◆ **THE PROBLEM**
Quote precisely the final stretch of the listing: start at the line containing "Provide the outline of each instance of the blurred" and stop after the last line.

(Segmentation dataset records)
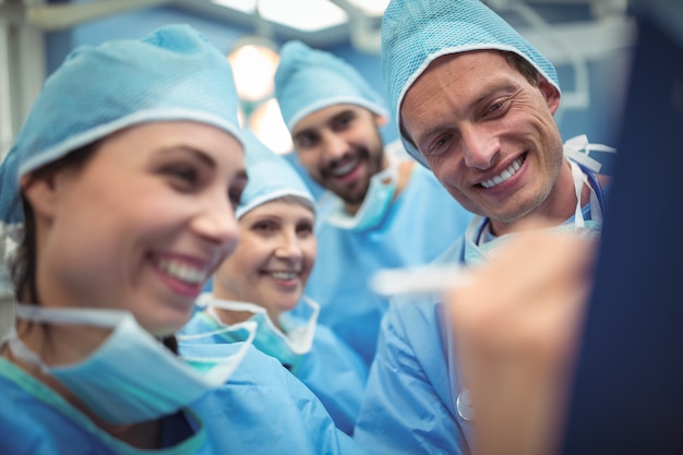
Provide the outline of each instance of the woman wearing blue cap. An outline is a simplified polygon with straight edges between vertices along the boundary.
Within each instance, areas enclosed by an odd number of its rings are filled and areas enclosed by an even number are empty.
[[[249,183],[236,212],[240,240],[214,275],[212,292],[200,297],[204,309],[183,328],[180,350],[208,332],[219,344],[244,340],[243,331],[220,330],[254,321],[254,346],[311,388],[337,427],[351,434],[368,369],[317,324],[320,307],[303,294],[316,253],[315,201],[287,160],[248,131],[244,143]]]
[[[358,452],[250,343],[172,352],[237,243],[236,98],[225,57],[180,25],[79,48],[46,82],[0,167],[19,302],[1,453]]]

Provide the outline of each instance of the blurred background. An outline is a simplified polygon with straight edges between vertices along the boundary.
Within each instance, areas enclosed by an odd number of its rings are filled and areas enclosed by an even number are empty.
[[[139,38],[188,23],[230,58],[242,120],[273,149],[291,149],[272,76],[288,39],[346,59],[384,93],[380,25],[388,0],[0,0],[0,158],[45,77],[80,45]],[[626,0],[484,0],[559,70],[565,139],[609,143],[619,117],[634,26]],[[267,132],[267,133],[266,133]],[[384,139],[397,139],[392,122]]]

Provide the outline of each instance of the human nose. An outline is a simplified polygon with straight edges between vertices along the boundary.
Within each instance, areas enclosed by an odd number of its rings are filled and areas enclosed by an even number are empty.
[[[225,192],[206,197],[192,220],[192,229],[212,243],[226,244],[230,251],[235,248],[239,226],[232,204]]]
[[[470,125],[460,130],[464,158],[467,167],[488,169],[495,163],[500,151],[498,137],[478,125]]]
[[[303,256],[303,249],[295,232],[283,232],[278,237],[275,255],[289,260],[299,260]]]

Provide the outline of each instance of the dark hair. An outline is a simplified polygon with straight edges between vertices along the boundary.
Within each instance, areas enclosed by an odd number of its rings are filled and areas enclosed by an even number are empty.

◆ **OUTPUT**
Provide the outline of each instance of the blurred background. An outline is a simplified polygon with straight edges between vertices along the boundary.
Within each instance, areas enclosed by an odd number of its rings are filled and areas enclosed by an even number are empty.
[[[139,38],[188,23],[230,58],[242,120],[273,149],[291,149],[272,76],[288,39],[346,59],[384,93],[380,25],[388,0],[0,0],[0,158],[45,77],[80,45]],[[626,0],[484,0],[559,70],[565,139],[609,143],[619,117],[634,26]],[[267,132],[267,133],[266,133]],[[384,139],[397,139],[392,122]]]

Provide the outline of each instance of the human nose. An outline is a simplified polygon with straight edges between vertices along the boundary.
Within each instance, areas enclosed by an odd number of its rings are filled and areas enclosed by an even number are empty.
[[[225,192],[206,197],[192,220],[192,229],[212,243],[226,244],[230,251],[235,248],[239,226],[232,204]]]
[[[470,125],[460,130],[464,158],[467,167],[488,169],[495,163],[500,151],[498,137],[478,125]]]
[[[303,256],[303,249],[295,232],[283,232],[278,237],[275,255],[289,260],[299,260]]]

Provide the outline of each instance of the dark hair. An outline is a simplified polygon with straight edges between vertices along the boundary.
Within each instance, areas enclosed by an odd number of its rings are filled and areas enclosed by an even number are empty.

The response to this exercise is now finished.